TASK INPUTS
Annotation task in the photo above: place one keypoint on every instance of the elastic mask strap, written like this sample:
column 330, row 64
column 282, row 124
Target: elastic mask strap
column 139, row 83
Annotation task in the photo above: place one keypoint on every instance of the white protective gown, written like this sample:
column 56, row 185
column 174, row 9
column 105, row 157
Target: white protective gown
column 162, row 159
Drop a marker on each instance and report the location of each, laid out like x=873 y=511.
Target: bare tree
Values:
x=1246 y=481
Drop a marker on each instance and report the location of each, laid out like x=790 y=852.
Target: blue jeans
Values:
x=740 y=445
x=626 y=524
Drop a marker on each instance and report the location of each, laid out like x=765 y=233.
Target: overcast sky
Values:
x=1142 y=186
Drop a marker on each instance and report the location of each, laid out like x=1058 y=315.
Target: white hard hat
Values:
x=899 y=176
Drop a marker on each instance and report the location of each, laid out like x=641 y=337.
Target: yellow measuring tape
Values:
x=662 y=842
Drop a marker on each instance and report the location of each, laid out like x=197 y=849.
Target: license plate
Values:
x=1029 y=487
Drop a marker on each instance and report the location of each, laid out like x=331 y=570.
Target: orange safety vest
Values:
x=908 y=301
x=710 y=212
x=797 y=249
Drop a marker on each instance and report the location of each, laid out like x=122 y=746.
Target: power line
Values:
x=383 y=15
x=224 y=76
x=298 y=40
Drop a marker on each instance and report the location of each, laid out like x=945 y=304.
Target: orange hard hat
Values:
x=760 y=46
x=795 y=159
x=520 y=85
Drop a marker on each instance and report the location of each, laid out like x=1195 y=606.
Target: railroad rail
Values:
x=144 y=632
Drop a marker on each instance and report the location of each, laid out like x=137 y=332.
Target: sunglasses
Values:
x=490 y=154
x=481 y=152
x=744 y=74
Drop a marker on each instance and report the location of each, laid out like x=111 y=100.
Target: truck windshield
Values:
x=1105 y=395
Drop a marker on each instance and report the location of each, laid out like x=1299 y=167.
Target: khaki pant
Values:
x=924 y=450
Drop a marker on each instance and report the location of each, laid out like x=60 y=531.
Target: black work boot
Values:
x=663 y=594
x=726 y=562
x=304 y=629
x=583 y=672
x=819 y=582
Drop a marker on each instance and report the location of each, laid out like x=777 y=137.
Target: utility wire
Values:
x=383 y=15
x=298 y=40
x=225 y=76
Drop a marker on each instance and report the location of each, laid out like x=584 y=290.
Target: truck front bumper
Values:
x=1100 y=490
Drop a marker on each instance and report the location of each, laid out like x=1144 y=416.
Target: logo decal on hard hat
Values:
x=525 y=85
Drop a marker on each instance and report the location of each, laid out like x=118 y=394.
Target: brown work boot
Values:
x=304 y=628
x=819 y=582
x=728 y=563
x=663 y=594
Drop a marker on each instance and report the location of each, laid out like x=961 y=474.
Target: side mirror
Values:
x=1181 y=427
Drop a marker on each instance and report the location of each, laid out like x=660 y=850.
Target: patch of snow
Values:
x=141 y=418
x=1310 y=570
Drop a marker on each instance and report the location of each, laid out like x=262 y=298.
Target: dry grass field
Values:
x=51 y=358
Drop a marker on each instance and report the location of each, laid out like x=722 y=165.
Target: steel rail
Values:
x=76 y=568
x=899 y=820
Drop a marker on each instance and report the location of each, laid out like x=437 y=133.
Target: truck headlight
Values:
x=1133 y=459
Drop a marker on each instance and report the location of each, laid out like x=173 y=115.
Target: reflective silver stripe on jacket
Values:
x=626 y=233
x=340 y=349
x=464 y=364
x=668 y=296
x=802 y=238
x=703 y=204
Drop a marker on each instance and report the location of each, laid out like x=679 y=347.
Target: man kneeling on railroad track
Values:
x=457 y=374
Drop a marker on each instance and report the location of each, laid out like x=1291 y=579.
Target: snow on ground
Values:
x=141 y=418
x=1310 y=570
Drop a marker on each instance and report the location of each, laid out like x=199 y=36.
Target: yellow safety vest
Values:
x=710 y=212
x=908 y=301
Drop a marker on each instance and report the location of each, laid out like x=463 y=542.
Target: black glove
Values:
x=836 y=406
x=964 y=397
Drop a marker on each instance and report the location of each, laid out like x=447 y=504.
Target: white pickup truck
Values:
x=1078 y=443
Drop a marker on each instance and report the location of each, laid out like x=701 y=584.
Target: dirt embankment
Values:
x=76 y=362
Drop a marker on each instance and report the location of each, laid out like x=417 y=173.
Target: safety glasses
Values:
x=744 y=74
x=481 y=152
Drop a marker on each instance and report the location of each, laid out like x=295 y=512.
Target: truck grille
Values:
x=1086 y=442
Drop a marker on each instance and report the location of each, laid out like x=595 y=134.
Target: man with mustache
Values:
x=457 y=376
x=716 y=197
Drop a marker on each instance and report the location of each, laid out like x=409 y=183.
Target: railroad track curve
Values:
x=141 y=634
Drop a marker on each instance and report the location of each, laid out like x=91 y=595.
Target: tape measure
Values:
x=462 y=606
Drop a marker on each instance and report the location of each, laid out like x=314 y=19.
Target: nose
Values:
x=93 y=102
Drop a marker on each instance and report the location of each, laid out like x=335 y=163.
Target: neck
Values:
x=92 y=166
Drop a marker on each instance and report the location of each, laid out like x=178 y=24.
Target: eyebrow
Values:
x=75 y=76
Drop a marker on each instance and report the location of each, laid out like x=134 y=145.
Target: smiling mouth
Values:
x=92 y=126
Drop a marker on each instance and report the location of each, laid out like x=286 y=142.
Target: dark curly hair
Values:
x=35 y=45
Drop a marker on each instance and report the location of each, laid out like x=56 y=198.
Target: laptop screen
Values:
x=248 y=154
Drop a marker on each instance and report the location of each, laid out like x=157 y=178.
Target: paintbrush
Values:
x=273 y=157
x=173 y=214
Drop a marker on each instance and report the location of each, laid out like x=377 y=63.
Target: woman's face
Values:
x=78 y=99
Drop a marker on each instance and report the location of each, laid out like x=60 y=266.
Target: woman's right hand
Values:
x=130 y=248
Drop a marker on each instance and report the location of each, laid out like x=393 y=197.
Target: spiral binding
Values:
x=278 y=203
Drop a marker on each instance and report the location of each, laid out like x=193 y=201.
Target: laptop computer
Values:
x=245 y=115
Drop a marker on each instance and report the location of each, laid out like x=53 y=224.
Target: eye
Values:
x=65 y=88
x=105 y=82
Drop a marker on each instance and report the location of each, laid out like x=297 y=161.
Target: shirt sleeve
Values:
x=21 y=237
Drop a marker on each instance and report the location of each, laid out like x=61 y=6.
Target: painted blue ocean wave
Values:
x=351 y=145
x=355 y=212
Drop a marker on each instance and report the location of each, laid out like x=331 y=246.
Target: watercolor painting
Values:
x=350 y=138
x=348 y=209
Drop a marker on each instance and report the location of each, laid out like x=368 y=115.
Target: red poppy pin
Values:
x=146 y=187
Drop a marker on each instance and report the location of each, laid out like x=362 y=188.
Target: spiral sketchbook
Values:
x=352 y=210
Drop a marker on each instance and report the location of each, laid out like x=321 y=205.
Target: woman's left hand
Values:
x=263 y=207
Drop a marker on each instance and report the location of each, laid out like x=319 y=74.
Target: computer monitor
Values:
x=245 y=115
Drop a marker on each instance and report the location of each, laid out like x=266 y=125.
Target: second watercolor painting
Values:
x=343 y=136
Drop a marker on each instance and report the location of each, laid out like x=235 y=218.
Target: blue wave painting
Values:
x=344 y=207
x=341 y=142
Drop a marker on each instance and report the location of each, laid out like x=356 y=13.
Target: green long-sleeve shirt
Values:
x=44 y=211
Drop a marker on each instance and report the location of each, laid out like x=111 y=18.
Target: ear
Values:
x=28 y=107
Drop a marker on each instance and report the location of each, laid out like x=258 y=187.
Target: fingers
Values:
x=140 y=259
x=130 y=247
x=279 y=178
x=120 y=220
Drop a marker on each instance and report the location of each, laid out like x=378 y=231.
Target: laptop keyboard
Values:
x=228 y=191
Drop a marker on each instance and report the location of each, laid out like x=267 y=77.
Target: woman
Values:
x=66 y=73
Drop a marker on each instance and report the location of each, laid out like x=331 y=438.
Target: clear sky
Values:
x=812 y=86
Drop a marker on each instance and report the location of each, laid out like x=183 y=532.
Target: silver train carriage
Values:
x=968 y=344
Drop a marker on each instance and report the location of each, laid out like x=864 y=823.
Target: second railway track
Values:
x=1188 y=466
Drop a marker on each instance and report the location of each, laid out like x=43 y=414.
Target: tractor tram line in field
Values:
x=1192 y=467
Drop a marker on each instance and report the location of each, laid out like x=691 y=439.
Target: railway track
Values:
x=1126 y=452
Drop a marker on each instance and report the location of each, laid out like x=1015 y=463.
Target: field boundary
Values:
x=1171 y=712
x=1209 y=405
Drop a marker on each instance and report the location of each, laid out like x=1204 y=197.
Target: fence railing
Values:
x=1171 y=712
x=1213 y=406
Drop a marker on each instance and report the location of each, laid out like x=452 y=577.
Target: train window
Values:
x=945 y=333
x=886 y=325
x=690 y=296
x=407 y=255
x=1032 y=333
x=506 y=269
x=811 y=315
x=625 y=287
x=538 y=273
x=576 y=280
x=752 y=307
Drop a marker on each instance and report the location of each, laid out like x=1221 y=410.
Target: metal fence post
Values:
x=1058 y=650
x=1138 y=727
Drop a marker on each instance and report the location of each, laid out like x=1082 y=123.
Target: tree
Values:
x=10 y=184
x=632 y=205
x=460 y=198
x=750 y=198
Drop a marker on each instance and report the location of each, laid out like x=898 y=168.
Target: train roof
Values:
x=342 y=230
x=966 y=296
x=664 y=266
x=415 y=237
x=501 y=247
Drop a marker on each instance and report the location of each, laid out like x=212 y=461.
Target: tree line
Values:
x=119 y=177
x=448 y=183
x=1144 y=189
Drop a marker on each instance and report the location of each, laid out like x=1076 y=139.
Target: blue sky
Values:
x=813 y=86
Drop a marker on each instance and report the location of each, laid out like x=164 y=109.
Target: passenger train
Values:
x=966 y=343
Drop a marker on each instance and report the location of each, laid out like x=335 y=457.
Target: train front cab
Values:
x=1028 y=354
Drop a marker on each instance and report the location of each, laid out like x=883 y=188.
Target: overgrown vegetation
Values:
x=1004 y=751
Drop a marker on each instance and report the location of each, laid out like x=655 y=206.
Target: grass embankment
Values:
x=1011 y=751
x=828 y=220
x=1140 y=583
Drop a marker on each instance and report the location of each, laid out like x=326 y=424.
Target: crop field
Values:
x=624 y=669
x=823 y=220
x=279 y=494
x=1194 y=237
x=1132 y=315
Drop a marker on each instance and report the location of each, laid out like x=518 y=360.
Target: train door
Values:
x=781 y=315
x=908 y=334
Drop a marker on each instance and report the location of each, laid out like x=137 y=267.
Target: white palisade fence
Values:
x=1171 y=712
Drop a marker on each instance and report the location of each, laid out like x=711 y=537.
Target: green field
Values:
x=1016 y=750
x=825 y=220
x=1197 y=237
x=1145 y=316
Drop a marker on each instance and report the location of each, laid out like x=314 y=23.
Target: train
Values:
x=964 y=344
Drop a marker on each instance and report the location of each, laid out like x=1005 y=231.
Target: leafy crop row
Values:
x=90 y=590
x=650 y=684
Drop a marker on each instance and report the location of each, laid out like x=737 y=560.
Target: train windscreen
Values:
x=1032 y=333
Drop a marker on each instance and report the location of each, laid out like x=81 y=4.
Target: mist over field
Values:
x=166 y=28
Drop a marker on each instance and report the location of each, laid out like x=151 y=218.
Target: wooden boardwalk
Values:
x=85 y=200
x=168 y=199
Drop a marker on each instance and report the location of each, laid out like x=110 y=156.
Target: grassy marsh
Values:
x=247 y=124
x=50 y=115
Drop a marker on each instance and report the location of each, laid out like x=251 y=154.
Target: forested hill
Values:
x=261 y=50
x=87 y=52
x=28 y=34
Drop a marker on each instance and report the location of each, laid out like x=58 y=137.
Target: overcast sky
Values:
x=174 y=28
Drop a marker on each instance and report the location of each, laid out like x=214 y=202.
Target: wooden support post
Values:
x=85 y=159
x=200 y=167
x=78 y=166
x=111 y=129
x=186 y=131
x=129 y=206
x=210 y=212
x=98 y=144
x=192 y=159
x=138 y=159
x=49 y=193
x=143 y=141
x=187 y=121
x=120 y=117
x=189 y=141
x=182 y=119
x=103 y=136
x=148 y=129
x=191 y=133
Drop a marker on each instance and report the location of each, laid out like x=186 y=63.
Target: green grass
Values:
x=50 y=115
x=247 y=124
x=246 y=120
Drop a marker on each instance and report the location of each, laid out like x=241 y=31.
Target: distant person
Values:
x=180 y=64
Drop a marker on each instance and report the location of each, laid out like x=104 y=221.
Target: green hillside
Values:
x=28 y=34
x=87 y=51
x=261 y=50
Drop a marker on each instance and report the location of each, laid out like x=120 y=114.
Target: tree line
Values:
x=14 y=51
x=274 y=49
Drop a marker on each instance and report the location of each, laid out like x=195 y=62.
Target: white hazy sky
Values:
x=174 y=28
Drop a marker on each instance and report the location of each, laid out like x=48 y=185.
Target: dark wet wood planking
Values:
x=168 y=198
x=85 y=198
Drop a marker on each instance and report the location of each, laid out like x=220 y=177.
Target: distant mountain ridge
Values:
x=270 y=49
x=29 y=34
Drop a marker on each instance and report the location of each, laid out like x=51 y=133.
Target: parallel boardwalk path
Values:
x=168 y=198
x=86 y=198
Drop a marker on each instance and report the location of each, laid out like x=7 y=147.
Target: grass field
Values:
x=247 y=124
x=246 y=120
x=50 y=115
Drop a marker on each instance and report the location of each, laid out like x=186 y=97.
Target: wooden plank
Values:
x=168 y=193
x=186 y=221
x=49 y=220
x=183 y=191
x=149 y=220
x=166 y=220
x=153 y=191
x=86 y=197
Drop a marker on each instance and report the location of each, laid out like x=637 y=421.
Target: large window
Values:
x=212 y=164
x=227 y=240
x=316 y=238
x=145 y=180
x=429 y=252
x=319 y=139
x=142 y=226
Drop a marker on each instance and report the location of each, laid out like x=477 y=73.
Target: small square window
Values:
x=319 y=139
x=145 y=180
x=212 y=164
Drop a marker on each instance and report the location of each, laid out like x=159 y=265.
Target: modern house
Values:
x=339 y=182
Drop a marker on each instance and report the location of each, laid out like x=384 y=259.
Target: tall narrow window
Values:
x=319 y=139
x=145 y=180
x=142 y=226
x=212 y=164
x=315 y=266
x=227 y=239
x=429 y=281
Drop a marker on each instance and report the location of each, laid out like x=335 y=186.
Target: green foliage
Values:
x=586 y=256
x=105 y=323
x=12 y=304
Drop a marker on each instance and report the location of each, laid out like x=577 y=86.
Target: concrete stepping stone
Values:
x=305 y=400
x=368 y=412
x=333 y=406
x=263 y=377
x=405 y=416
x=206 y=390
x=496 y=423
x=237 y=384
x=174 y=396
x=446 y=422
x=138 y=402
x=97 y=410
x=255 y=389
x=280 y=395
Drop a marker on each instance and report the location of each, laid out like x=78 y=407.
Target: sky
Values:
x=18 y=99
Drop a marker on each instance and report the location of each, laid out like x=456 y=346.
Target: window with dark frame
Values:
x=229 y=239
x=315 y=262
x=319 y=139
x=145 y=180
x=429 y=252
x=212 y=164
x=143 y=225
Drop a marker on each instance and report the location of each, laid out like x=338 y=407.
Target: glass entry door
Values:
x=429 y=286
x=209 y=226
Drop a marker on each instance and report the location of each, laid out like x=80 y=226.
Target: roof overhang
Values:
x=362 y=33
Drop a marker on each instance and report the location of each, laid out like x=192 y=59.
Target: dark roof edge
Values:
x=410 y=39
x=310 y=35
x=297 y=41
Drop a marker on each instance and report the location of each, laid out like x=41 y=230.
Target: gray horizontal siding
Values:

WHAT IS BEING ASKED
Whenever the word "roof" occurs in a line of the listing above, return that line.

SOLUTION
Target: train roof
Target: roof overhang
Target: dark roof edge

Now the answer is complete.